(Raw records)
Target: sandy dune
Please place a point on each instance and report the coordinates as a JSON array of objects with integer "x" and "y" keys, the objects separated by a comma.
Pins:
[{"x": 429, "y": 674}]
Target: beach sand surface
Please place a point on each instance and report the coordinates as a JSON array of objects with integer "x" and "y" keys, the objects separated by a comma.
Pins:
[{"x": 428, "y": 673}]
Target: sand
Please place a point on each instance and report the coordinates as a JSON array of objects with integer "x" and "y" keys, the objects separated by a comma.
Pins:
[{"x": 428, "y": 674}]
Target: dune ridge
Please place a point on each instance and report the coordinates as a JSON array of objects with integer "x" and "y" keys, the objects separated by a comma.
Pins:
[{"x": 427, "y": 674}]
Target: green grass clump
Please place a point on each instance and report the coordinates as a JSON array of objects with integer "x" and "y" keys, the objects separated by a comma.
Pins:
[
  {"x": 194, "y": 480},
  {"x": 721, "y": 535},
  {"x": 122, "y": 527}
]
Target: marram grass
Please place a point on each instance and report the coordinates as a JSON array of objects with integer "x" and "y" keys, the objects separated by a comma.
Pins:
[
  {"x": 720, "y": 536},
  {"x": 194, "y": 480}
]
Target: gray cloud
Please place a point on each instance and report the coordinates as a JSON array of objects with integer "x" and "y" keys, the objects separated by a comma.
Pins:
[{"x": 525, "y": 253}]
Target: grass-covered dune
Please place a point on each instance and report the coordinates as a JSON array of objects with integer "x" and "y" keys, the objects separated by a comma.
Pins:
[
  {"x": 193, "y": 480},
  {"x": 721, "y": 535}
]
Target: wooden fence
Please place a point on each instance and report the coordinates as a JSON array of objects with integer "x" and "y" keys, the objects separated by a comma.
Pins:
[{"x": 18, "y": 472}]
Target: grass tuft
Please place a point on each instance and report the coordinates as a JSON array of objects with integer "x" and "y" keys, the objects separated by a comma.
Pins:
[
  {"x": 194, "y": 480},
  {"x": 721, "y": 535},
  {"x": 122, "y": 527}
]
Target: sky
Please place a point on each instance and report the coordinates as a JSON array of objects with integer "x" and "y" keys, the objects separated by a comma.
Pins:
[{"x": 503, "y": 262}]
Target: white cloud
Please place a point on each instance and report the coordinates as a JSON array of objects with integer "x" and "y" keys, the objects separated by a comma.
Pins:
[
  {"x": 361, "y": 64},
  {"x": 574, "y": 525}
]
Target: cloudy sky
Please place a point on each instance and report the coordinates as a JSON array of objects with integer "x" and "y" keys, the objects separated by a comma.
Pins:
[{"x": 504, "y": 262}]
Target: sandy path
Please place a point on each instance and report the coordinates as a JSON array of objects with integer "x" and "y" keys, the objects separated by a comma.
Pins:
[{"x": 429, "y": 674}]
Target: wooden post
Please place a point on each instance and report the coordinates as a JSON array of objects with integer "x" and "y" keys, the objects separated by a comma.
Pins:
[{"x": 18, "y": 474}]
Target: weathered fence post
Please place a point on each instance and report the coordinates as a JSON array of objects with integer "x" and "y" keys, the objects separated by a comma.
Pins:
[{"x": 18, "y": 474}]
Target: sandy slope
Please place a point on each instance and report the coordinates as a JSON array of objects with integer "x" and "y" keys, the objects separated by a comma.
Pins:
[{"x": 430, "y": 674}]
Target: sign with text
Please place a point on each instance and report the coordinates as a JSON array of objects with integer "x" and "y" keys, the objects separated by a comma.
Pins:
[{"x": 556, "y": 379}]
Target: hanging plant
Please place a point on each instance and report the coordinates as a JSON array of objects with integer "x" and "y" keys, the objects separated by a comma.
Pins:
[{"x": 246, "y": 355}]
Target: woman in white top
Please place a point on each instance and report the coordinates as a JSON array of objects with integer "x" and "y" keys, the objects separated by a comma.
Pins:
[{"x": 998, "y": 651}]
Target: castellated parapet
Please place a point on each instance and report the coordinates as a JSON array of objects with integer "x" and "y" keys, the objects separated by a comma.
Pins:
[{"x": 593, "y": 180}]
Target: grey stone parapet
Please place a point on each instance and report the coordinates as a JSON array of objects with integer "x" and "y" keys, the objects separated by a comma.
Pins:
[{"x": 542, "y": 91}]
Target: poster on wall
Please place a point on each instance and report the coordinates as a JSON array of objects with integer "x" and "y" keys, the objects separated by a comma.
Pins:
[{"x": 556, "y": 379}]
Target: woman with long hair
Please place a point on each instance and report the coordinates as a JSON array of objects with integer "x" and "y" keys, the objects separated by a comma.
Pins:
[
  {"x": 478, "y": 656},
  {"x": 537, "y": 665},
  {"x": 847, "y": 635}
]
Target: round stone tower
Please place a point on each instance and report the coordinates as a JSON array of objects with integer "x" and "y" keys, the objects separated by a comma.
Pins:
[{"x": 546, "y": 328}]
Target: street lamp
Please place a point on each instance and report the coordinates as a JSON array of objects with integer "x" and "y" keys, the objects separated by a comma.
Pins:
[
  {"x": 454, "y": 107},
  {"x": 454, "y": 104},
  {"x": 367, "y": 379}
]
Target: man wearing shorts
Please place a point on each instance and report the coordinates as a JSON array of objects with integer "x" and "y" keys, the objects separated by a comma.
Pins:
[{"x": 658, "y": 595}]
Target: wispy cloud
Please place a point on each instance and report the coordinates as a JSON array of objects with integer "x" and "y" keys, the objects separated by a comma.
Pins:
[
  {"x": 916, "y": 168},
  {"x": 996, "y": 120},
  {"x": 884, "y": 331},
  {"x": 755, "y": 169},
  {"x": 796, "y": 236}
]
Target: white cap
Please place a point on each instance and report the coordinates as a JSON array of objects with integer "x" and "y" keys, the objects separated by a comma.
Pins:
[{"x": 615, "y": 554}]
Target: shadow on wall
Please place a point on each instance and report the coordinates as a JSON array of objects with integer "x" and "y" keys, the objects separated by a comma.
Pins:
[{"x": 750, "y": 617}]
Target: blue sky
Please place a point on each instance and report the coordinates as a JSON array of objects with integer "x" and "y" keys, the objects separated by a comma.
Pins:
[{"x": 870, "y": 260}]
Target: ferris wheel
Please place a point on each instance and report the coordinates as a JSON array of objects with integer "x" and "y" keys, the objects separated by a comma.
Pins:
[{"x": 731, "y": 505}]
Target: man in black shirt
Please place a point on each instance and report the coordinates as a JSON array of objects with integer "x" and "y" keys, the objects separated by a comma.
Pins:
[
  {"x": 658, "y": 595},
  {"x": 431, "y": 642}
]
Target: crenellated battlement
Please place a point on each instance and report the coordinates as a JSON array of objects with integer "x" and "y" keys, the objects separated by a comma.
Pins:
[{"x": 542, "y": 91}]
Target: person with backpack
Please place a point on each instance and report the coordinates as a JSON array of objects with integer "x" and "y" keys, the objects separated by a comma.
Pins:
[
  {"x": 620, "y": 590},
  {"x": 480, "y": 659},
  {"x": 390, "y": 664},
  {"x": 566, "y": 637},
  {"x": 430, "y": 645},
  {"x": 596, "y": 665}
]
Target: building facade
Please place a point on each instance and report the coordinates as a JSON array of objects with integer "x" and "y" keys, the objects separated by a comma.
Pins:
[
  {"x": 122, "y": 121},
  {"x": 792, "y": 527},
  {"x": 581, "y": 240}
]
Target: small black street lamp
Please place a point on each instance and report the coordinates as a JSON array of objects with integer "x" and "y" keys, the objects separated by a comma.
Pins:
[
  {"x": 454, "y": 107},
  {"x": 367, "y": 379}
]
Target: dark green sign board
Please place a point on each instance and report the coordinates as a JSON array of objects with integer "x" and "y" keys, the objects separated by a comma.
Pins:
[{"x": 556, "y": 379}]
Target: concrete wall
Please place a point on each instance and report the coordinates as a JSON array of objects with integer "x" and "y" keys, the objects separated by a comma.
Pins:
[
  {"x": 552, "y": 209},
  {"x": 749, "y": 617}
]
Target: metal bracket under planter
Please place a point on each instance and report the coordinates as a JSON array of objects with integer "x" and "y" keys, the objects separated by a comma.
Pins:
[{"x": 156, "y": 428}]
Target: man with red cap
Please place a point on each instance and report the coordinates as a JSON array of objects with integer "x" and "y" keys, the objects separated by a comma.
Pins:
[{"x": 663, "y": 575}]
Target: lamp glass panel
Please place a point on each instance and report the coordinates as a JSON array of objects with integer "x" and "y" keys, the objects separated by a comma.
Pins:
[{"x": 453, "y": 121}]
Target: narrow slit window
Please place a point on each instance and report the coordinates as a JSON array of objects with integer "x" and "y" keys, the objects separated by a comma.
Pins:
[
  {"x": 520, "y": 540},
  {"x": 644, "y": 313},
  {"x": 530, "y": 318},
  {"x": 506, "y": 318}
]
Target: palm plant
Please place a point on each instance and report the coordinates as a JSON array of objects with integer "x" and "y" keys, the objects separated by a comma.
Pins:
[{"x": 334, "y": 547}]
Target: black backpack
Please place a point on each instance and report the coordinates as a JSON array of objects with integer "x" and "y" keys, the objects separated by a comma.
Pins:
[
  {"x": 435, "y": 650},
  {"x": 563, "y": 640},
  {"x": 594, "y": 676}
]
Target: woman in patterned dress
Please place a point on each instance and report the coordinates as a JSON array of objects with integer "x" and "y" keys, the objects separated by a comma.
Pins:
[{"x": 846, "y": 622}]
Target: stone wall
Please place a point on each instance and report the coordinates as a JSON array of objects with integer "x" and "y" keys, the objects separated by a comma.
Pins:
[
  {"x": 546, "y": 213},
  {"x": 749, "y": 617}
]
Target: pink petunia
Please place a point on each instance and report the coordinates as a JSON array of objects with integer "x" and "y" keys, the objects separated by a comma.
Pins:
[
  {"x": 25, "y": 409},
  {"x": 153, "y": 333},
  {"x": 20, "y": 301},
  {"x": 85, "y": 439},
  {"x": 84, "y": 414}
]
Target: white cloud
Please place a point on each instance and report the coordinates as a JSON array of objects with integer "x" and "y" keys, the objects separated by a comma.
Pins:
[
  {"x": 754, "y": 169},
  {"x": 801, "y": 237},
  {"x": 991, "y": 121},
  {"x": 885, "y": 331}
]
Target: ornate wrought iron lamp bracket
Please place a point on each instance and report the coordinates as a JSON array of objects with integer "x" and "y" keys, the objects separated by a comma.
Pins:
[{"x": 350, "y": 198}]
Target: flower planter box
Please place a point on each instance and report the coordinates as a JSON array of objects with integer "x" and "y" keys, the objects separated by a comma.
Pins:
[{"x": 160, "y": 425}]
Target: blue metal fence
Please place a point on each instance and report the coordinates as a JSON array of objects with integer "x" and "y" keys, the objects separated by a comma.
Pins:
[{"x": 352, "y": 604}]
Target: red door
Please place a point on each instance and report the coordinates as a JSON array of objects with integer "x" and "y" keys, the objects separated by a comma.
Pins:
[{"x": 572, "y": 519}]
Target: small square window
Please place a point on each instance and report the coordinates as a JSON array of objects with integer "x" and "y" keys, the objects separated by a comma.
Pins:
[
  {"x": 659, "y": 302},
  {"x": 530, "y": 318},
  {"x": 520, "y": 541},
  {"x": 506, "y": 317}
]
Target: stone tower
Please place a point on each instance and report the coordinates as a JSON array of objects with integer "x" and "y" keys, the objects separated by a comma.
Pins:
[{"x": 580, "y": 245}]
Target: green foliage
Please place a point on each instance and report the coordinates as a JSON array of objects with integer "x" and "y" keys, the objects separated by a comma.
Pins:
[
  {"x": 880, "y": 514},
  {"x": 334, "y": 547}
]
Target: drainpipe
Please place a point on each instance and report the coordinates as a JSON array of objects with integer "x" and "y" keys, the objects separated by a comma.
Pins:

◆ What the task requires
Output the lines of the material above exactly as they appear, from the line containing "Target: stone tower" through the end of the material.

◆ Result
Target: stone tower
Please place a point on each instance and report the coordinates as a JSON array of objects with integer "x" and "y" keys, the objects separated by a comma.
Pins:
[{"x": 580, "y": 245}]
Target: green foliage
Please place a point on each instance and report the coordinates as a JSON array of objects with integer "x" and "y" keys, the objects separated by a comma.
Pins:
[
  {"x": 880, "y": 514},
  {"x": 334, "y": 547}
]
Target: drainpipe
Please place a point on each instance and report the coordinates as a JSON array of objects with integer "x" and "y" keys, the objects separated by a comma.
Pins:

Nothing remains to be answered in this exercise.